▸ Page extract:
┄┄┄┄┄┄┄┄┄┄

Having considered the CRG and TPC reports the respondent refined its original submissions. In their final form its argument rested on two propositions. First, that the Tribunal’s power to make orders for costs under rule 10(6)(a) was only available where there had been an order authorising the compulsory purchase of land. Section 3 of the Compulsory Purchase Act 1965 authorises an acquiring authority to reach agreement with the owners of any land subject to compulsory purchase for the sale and conveyance of that land. The respondent submitted that such an agreement engages the provisions of the Land Compensation Act 1961, including section 4, and that only such an agreement fell within the Tribunal’s costs powers. Secondly, the respondent repeated its previous submission that rule 10(6)(b) was not engaged in this case because the claim was not for compensation for injurious affection as the adverse effect on the claimant’s land was the result of a voluntary agreement and not by the exercise of statutory powers.
I have already explained why I do not accept the respondent’s second proposition. The first proposition was said to emerge from rule 28(4)(b) and (6) of the 2010 Rules which describe documents which must be provided with a notice of reference under Part 5 of the Rules. If the reference “relates to compensation payable on the compulsory acquisition of land” the person making the reference is required by rule 28(4)(b) to provide a copy of “any (a) notice to treat that has been served; (b) notice of entry that has been served; and (c) notice of claim and amendments to it delivered to the acquiring authority in pursuance of section 4 of the 1961 Act.” The only circumstances in which a notice to treat or a notice of claim under section 4 could have been served are where land has been authorised to be acquired compulsorily. Hence, the respondent argued, “proceedings for compulsory purchase” in rule 10(6)(a) referred only to proceedings commenced after the making of a compulsory acquisition order.
The respondent’s reliance on rule 28 in support of a narrow construction of rule 10(6)(a) is not persuasive.
The purpose of rule 28(4) is to demonstrate that the Tribunal has jurisdiction by requiring the person making the reference to provide documents. Rule 28(4)(a) requires the provision of a copy of the order or other documents in consequence of which the reference is made including any agreement conferring jurisdiction. Rule 28(4)(b) requires a copy to be provided of “any” notice to treat, notice of entry, or notice of claim which has been served, and does not prohibit a reference relating to compensation for compulsory acquisition of land where no such document has been served. Nor does rule 28 refer to “proceedings for compulsory purchase” and it does not seem to me to be a reliable guide to the scope of rule 10(6).

┄┄┄┄┄┄┄┄┄┄

▸ Problems to solve:
1. Reproduce the part of the judgment extract starting with "The purpose of" and going on through "of rule 10(6).".
2. In the judgment extract, what is stated to be the purpose of rule 28(4)?
The listing that comes next has no connection to the judgment extract.

▸ Dataset content:
┄┄┄┄┄┄┄┄┄┄

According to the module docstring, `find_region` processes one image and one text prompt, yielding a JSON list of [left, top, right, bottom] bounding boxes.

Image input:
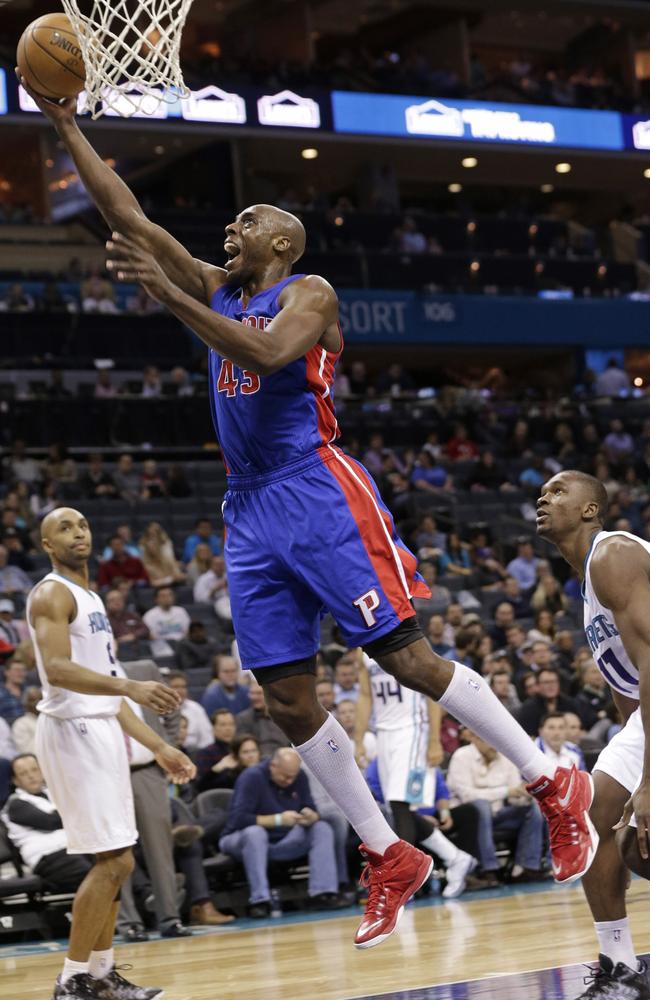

┄┄┄┄┄┄┄┄┄┄

▸ The responses:
1.
The purpose of rule 28(4) is to demonstrate that the Tribunal has jurisdiction by requiring the person making the reference to provide documents. Rule 28(4)(a) requires the provision of a copy of the order or other documents in consequence of which the reference is made including any agreement conferring jurisdiction. Rule 28(4)(b) requires a copy to be provided of “any” notice to treat, notice of entry, or notice of claim which has been served, and does not prohibit a reference relating to compensation for compulsory acquisition of land where no such document has been served. Nor does rule 28 refer to “proceedings for compulsory purchase” and it does not seem to me to be a reliable guide to the scope of rule 10(6).

2. Its purpose is to demonstrate that the Tribunal has jurisdiction by requiring the person making the reference to provide documents.